── Supplied records ──

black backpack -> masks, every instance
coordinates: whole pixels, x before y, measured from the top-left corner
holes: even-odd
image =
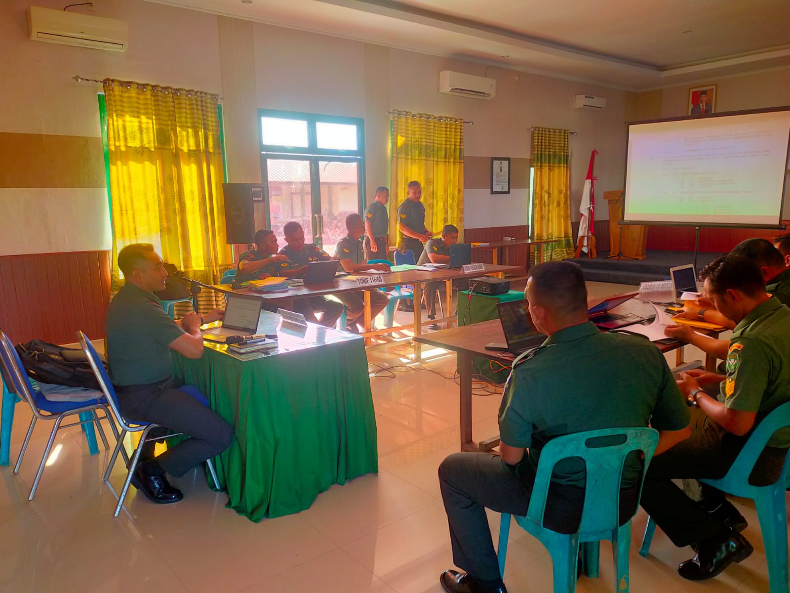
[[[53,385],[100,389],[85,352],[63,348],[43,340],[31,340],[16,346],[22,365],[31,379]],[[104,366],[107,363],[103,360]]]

───
── Supplied records ──

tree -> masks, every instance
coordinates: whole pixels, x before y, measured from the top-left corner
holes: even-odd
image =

───
── Supplied records ──

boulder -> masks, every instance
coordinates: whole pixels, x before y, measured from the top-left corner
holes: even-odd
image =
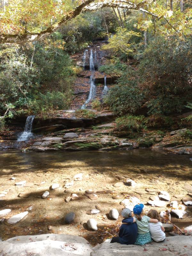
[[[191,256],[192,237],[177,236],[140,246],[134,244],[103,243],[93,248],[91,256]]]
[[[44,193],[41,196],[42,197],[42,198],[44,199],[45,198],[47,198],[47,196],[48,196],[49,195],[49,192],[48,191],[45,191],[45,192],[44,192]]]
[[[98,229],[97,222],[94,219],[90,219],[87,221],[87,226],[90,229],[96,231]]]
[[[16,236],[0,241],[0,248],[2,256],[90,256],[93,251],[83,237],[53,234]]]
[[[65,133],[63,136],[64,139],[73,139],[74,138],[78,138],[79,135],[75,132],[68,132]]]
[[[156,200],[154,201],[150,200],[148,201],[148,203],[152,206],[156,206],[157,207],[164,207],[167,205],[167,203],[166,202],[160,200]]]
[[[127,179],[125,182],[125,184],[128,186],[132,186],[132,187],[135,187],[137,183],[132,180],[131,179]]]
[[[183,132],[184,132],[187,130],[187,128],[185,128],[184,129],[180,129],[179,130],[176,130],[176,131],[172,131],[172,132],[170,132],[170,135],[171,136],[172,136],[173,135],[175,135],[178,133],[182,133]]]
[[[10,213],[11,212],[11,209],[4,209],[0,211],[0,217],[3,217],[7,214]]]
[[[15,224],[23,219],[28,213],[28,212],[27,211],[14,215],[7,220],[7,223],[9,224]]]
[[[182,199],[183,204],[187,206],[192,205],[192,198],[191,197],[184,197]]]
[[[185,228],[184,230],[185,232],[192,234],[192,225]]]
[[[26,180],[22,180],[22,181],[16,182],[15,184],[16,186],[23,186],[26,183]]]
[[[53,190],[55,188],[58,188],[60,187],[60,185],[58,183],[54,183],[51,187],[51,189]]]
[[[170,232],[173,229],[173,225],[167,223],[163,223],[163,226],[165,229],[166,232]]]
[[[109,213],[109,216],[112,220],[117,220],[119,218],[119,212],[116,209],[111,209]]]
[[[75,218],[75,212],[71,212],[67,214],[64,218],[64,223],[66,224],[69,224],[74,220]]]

───

What is asked ->
Find each line in the data above that contains the word "masks", where uppercase and lowercase letters count as different, and copy those lines out in full.

Answer for this exercise ->
black backpack -> masks, every instance
tree -> masks, every instance
boulder -> masks, every instance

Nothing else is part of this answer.